** START RECORDS **
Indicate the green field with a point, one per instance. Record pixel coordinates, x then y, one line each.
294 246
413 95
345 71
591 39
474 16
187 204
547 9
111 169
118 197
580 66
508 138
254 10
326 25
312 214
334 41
** END RECORDS **
INSTRUCTIONS FOR THE TASK: Rewrite every line of the data above, including the request, with each x and y coordinate in the answers multiplied by 1.9 and rounded to the nearest whole number, halves rounded up.

OUTPUT OF THE EXERCISE:
Indicate the green field with a point, one per instance. Record pixel coordinates, x then y, one line each.
559 467
785 181
656 135
1123 74
901 30
355 388
1039 17
211 321
224 374
1102 125
965 262
483 19
619 48
593 407
635 78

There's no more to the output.